> [EXERCISE DESCRIPTION] Reproduce every item below line for line, without changing anything, and omit the pictures from your output.

> [INFORMATION PROVIDED]

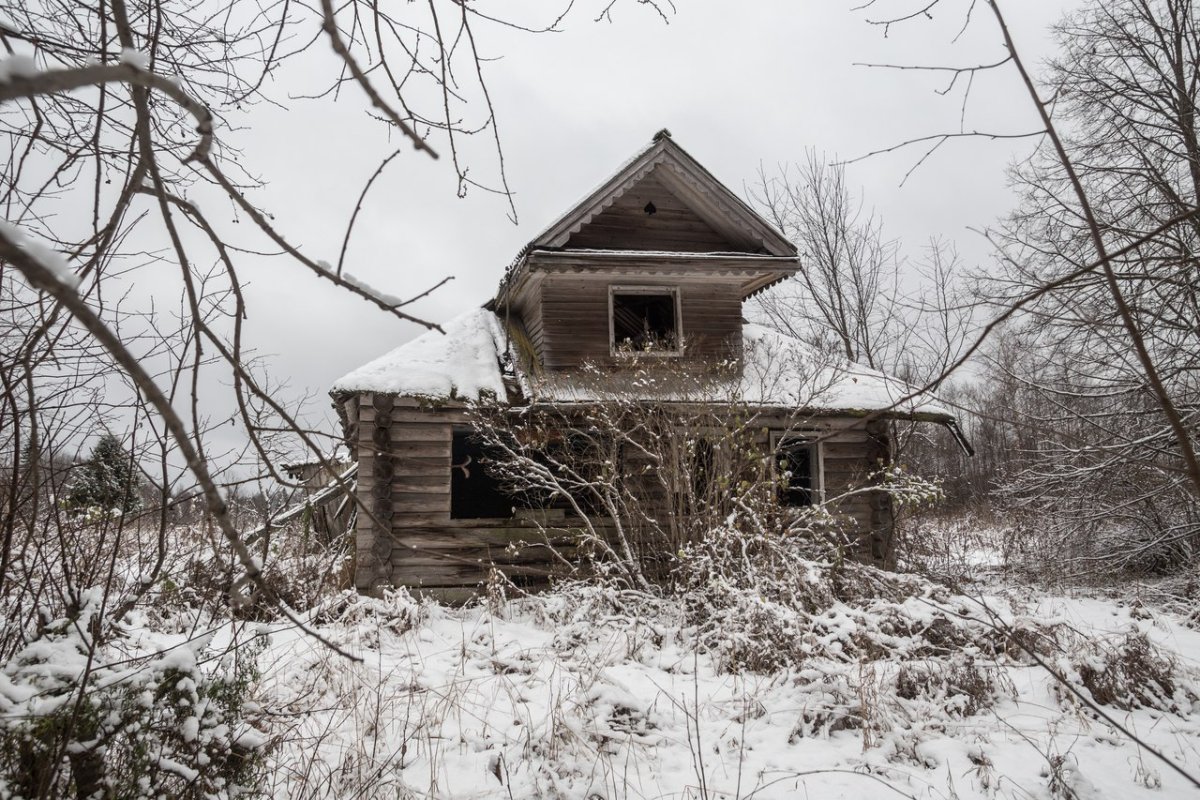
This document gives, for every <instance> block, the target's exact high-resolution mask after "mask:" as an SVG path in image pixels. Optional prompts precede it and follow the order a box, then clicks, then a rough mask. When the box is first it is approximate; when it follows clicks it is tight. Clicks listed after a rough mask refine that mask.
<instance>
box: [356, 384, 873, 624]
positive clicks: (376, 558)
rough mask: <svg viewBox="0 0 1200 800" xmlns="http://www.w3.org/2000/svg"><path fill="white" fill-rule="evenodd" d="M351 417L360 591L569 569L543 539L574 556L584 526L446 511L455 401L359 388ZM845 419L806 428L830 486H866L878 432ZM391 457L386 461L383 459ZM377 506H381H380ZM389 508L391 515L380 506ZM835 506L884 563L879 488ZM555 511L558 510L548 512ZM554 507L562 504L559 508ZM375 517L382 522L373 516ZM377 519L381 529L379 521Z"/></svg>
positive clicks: (765, 433)
mask: <svg viewBox="0 0 1200 800" xmlns="http://www.w3.org/2000/svg"><path fill="white" fill-rule="evenodd" d="M354 411H355V417H354V419H353V420H352V422H353V425H355V426H356V431H358V440H356V449H358V455H359V463H360V467H359V485H358V493H359V500H360V503H361V505H362V506H364V509H365V510H371V511H374V512H376V513H364V512H362V511H360V513H359V517H358V525H356V530H355V545H356V547H355V584H356V585H358V587H359V589H361V590H365V591H371V590H377V589H378V588H380V587H384V585H401V587H408V588H410V589H414V590H420V591H428V593H431V594H434V595H436V596H438V597H440V599H443V600H462V599H464V597H466V594H464V593H463V590H468V591H474V590H475V589H476V588H478V587H479V585H480V584H482V583H484V582H486V581H487V578H488V575H490V572H491V570H492V569H493V567H494V569H498V570H500V571H502V572H504V573H505V575H506V576H508V577H509V578H510V579H511V581H514V582H515V583H517V584H518V585H524V587H528V588H530V589H538V588H544V587H546V585H548V583H550V581H551V579H552V578H553V577H554V576H560V575H564V573H565V572H566V569H565V566H564V565H563V564H562V561H560V560H559V559H558V558H556V557H553V555H552V554H551V552H550V549H548V546H553V547H554V549H556V551H557V552H558V554H559V555H562V557H564V558H568V559H570V558H572V557H574V555H575V554H576V549H575V548H576V545H577V542H578V536H577V530H578V529H580V524H578V522H577V521H575V522H572V521H571V519H570V518H560V519H556V518H553V516H551V518H550V519H547V521H544V524H542V525H541V527H539V525H538V524H536V523H535V522H534V521H533V519H530V518H527V517H528V516H529V515H518V516H516V517H514V518H504V519H451V517H450V464H451V444H452V437H454V431H455V428H456V427H460V428H461V427H462V426H463V425H464V423H466V413H464V411H463V410H462V409H457V408H443V409H422V408H420V407H418V405H415V404H413V403H410V402H406V401H403V399H394V398H390V397H378V396H372V395H361V396H360V398H359V403H358V408H356V409H354ZM761 422H762V425H763V428H764V432H763V433H762V434H761V437H758V438H760V439H761V443H760V444H761V446H763V447H764V451H766V449H768V447H769V446H770V438H769V431H768V429H788V428H793V427H794V423H793V421H791V420H790V419H788V417H787V415H784V414H780V415H775V416H764V417H763V419H762V420H761ZM856 423H857V422H856V421H854V420H850V419H838V417H830V419H822V420H818V421H815V422H814V423H811V425H809V426H808V427H806V428H805V429H804V433H805V434H810V435H820V437H824V438H826V440H824V441H823V444H822V449H823V462H824V481H826V491H827V493H829V494H833V493H840V492H844V491H846V489H847V488H851V487H857V486H862V485H863V482H864V481H866V480H868V476H869V475H870V474H871V473H874V471H875V470H877V469H878V467H880V464H881V463H882V462H881V461H880V459H883V458H886V455H887V449H886V444H883V441H881V438H880V435H878V432H877V431H871V432H868V431H863V429H856V428H853V427H851V426H854V425H856ZM383 462H388V465H386V467H383V465H382V463H383ZM380 504H384V505H383V506H382V505H380ZM384 506H385V509H386V511H388V513H383V512H380V509H382V507H384ZM839 511H840V512H841V513H844V515H846V517H847V518H851V519H853V522H854V529H856V533H857V535H858V536H857V541H856V555H857V557H859V558H863V559H864V560H869V561H875V563H878V564H883V565H889V564H890V558H892V557H890V534H889V531H890V506H889V504H888V501H887V497H886V495H883V493H881V492H874V493H869V494H860V495H856V497H854V498H852V499H850V500H847V501H846V503H845V504H842V507H840V509H839ZM551 513H552V515H553V513H556V512H551ZM559 513H560V512H559ZM376 518H378V524H377V519H376ZM380 525H383V528H380Z"/></svg>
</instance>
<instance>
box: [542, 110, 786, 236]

> [COMPLETED EXERCISE]
This document gives, for every <instance> block, the target's exact high-resolution mask after "mask:" as an SVG path in image pixels. Optional prompts precede it and follow the order a box, then clicks, then a rough mask. When the box is first it is approximate; when it follows clicks it is tight. Clicks listed after a rough mask refine that mask.
<instance>
box: [356, 384, 873, 624]
positive clicks: (376, 558)
rough mask: <svg viewBox="0 0 1200 800" xmlns="http://www.w3.org/2000/svg"><path fill="white" fill-rule="evenodd" d="M351 417L360 591L569 569L543 539L574 556L584 526L446 511L455 401L359 388ZM845 419L806 428L830 486H866L878 432ZM391 457L386 461L383 459ZM377 506H381H380ZM389 508L391 515L380 506ZM835 506L884 563L879 488ZM555 511L558 510L548 512ZM554 507L562 504L559 508ZM375 517L382 522L373 516ZM377 519L381 529L379 521Z"/></svg>
positive clicks: (765, 433)
mask: <svg viewBox="0 0 1200 800" xmlns="http://www.w3.org/2000/svg"><path fill="white" fill-rule="evenodd" d="M354 411H355V417H354V419H353V420H352V422H353V425H355V426H356V431H358V440H356V449H358V455H359V463H360V467H359V485H358V493H359V500H360V503H361V505H362V506H364V509H365V510H371V511H374V512H376V513H364V512H362V511H360V513H359V517H358V525H356V530H355V545H356V547H355V584H356V585H358V587H359V589H361V590H365V591H371V590H377V589H378V588H380V587H384V585H401V587H408V588H410V589H414V590H420V591H428V593H431V594H434V595H436V596H438V597H440V599H443V600H462V599H464V597H466V594H464V593H463V590H468V591H474V590H475V589H476V588H478V587H479V585H480V584H482V583H484V582H486V581H487V578H488V575H490V572H491V570H492V569H493V567H494V569H498V570H500V571H502V572H504V573H505V575H506V576H508V577H509V578H510V579H511V581H514V582H515V583H517V584H518V585H524V587H528V588H530V589H538V588H544V587H546V585H548V583H550V581H551V579H552V578H553V577H554V576H560V575H564V573H565V572H566V569H565V566H564V565H563V564H562V561H560V560H559V559H558V558H556V557H553V555H552V554H551V552H550V549H548V546H553V547H554V549H556V551H557V552H558V554H559V555H562V557H564V558H568V559H570V558H572V557H574V555H575V554H576V549H575V548H576V545H577V542H578V536H577V530H578V529H580V524H578V522H577V521H575V522H572V521H571V519H570V518H560V519H556V518H553V516H551V518H550V519H547V521H544V524H542V525H541V527H539V525H538V524H536V523H535V522H534V521H533V519H530V518H527V517H528V516H529V515H518V516H516V517H514V518H504V519H451V517H450V464H451V444H452V437H454V431H455V428H456V427H460V428H461V427H462V426H463V425H464V423H466V413H464V411H463V410H462V409H457V408H443V409H422V408H420V407H418V405H415V404H413V403H410V402H406V401H403V399H394V398H390V397H378V396H372V395H361V396H360V398H359V403H358V408H356V409H354ZM761 422H762V425H763V428H764V432H763V433H762V434H761V437H758V438H760V439H761V443H760V444H761V446H763V447H764V451H766V449H768V447H769V446H770V438H769V431H768V429H788V428H793V427H794V423H793V421H791V420H790V419H788V417H787V415H784V414H780V415H775V416H764V417H763V419H762V420H761ZM856 423H857V422H856V421H854V420H850V419H838V417H830V419H822V420H818V421H815V422H814V423H811V425H809V426H808V427H806V428H805V429H804V433H805V434H810V435H820V437H824V438H826V440H824V441H823V444H822V449H823V462H824V481H826V491H827V493H829V494H833V493H840V492H844V491H846V489H847V488H851V487H857V486H862V485H863V482H864V481H866V480H868V476H869V475H870V474H871V473H874V471H875V470H877V469H878V467H880V464H881V463H882V462H881V461H880V459H883V458H886V455H887V449H886V444H883V441H881V438H880V435H878V432H877V431H871V432H868V431H863V429H856V428H853V427H851V426H854V425H856ZM383 462H388V465H386V467H383V465H382V463H383ZM380 504H384V505H383V506H382V505H380ZM384 506H385V509H386V511H388V513H383V512H380V509H382V507H384ZM839 511H840V512H841V513H844V515H846V517H847V518H851V519H853V522H854V529H856V533H857V535H858V536H857V541H856V555H857V557H859V558H863V559H864V560H869V561H875V563H878V564H883V565H889V564H890V558H892V557H890V534H889V531H890V506H889V504H888V501H887V497H886V495H883V493H881V492H874V493H869V494H860V495H856V497H854V498H852V499H850V500H847V501H846V503H845V504H842V507H840V509H839ZM551 513H552V515H553V513H556V512H551ZM559 513H560V512H559ZM376 518H378V524H377V519H376ZM380 525H383V528H380Z"/></svg>
</instance>
<instance>
box: [542, 110, 786, 236]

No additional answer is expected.